— EXERCISE DIRECTIONS —
Rewrite the listing from its first line through the line with "(1167, 504)", requests included and both ends counted. Multiply only the (x, y) point coordinates in the answers by 0.85, round them to whole numbers with halves going up, and leave the pictures out.

## START

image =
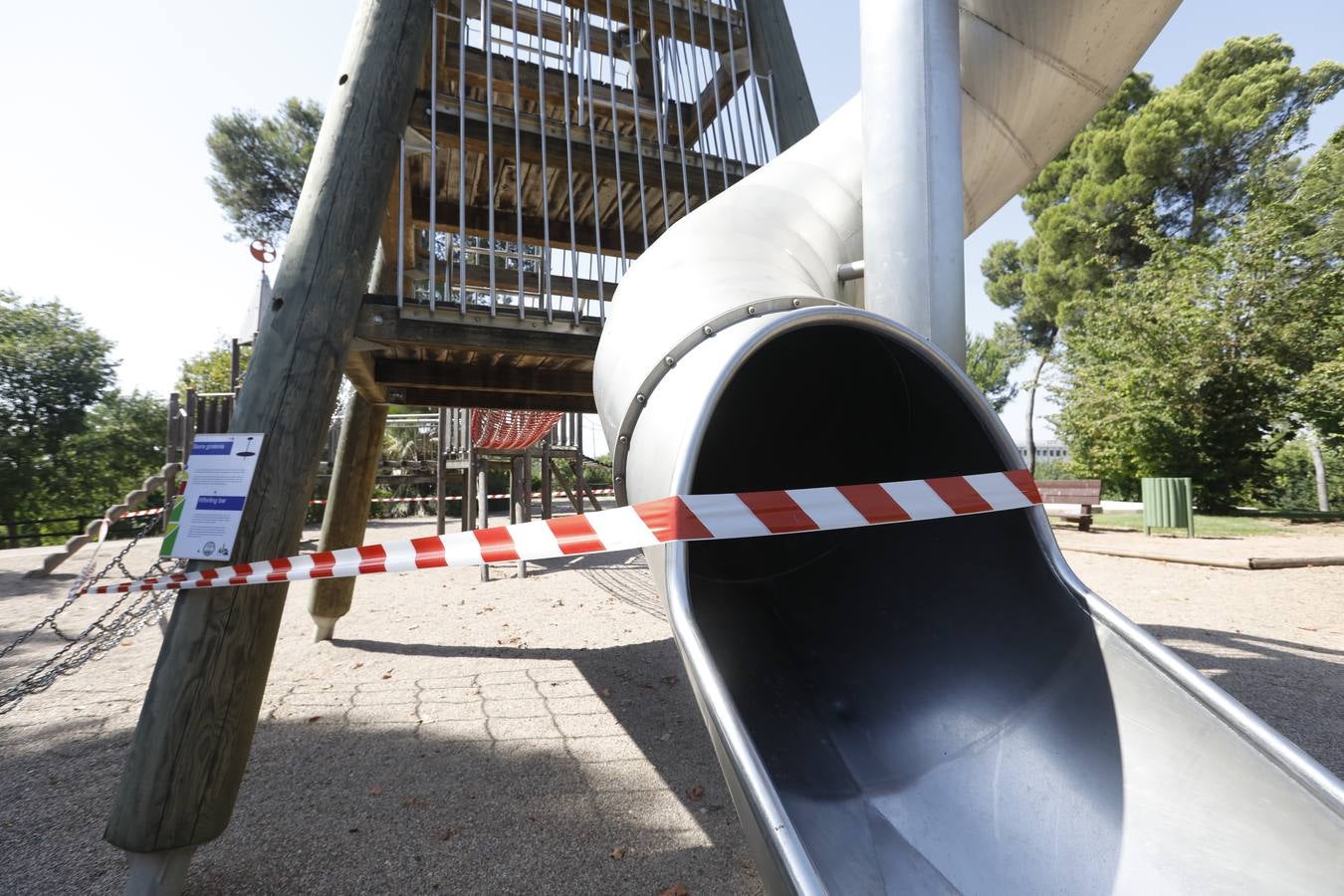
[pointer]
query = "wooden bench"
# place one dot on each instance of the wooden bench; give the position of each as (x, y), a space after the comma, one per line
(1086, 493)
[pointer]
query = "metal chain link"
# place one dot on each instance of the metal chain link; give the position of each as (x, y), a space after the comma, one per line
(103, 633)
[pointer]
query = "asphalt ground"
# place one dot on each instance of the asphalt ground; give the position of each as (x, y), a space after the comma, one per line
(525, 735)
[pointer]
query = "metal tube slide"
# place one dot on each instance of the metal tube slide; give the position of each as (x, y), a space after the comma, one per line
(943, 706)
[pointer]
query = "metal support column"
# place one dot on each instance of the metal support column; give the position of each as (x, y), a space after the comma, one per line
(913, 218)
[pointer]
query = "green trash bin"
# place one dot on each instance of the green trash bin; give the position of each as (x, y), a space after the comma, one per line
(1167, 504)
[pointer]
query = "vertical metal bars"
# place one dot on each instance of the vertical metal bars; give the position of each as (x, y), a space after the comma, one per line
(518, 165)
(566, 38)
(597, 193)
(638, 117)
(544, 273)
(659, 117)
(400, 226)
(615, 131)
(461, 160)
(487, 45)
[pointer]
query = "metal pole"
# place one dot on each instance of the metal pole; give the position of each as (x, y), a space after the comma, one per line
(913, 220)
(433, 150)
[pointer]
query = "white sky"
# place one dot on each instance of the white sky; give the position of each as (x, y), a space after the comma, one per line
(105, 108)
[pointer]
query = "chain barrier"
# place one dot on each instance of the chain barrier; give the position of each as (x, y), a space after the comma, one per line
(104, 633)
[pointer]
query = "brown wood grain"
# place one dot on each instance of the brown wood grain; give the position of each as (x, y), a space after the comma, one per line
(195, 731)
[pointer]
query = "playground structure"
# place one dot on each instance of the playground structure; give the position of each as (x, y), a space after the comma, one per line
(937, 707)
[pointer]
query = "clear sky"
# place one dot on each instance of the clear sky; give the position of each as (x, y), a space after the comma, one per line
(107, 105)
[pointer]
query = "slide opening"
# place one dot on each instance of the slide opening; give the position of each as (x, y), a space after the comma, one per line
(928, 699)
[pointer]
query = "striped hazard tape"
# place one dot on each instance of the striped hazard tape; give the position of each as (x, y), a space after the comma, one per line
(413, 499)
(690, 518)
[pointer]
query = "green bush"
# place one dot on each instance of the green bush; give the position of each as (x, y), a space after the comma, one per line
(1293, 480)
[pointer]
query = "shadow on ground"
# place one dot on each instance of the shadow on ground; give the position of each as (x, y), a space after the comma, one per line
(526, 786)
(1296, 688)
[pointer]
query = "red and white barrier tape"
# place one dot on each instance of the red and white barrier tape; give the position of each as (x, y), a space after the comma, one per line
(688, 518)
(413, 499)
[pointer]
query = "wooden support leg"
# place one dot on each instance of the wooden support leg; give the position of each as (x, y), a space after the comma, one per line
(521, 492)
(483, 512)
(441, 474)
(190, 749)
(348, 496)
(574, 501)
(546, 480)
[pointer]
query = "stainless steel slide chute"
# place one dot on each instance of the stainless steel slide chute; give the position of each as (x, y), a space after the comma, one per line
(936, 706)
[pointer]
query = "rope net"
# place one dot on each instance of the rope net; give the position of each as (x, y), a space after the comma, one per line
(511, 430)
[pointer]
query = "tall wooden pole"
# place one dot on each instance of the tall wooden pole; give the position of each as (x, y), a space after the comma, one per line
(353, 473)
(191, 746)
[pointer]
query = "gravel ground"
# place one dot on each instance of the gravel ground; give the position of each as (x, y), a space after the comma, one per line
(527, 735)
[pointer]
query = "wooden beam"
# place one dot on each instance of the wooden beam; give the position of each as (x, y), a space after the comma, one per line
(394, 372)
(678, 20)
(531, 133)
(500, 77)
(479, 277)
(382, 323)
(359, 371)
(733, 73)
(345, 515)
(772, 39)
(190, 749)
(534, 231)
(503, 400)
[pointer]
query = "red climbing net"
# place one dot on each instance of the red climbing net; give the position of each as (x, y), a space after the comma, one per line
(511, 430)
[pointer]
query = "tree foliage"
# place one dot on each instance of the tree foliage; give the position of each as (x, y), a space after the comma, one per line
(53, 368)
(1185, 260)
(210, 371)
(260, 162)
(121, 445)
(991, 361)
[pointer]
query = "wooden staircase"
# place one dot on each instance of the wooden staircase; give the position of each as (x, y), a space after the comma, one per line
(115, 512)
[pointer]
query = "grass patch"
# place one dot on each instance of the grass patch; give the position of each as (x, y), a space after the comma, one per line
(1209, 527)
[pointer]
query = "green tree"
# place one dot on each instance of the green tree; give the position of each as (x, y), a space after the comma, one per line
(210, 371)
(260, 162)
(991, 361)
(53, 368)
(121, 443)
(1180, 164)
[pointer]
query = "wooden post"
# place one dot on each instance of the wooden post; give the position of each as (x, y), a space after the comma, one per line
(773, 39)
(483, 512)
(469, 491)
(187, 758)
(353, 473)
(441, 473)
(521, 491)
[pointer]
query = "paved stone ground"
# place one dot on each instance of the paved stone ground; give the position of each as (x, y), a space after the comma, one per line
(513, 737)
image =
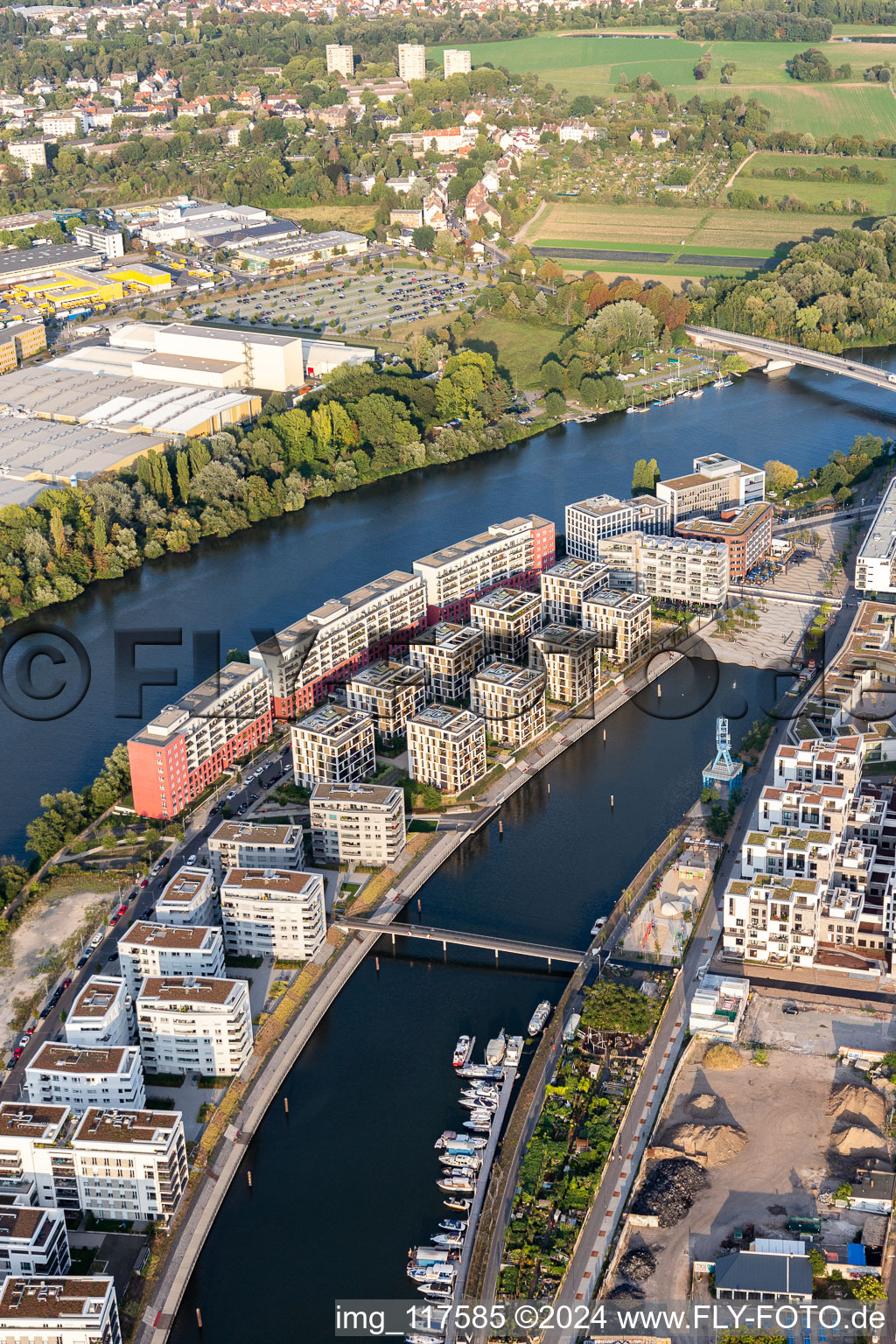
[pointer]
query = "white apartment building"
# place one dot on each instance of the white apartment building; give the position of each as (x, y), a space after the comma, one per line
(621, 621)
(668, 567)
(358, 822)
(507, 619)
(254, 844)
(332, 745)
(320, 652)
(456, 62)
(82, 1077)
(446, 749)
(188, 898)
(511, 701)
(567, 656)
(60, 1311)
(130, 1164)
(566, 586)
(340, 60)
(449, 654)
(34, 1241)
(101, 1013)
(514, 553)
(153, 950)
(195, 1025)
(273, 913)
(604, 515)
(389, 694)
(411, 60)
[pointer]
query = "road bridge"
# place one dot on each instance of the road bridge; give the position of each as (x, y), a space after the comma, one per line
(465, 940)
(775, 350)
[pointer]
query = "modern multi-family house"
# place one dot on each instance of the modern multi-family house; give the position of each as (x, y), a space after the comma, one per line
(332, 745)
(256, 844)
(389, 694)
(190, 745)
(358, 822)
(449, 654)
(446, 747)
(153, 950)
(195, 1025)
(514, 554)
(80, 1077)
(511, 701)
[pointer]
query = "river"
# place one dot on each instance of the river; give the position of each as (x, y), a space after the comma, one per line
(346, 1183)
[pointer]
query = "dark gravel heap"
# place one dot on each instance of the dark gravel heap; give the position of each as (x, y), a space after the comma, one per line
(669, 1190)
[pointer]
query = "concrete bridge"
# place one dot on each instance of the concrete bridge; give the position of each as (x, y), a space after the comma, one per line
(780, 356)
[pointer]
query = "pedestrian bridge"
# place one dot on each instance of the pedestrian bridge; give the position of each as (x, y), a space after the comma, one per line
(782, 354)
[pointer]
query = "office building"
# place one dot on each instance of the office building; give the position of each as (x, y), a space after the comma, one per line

## END

— FULL RESPONSE —
image =
[pointer]
query = "wooden bench"
# place one dot on each instance of the wooden bench; give the position of each as (x, y), a space after the comma, one per line
(923, 419)
[pointer]
query = "metal chain link"
# place one dot on each instance of the metal chain link; give the position of each as (x, y), a space after the comma, one per line
(88, 538)
[pointer]
query = "asphalt ground"
# place one dot on each instance of the asphalt ground; give the position of each as (x, y), a space after the comma, one per line
(446, 625)
[pointer]
query = "metal tube slide"
# place one dot on each instance of the metal tube slide; give the position of each as (x, y), a space after the comma, one per line
(802, 600)
[pointer]
query = "metal support column"
# place one dot on each instance of the metal support column; give the position of each as (x, y), a space after the comma, one per line
(776, 185)
[pointer]
query = "green trash bin"
# place one dot on each instance of the green trash bin; give the position of each as (x, y), a space after the comma, one per line
(992, 428)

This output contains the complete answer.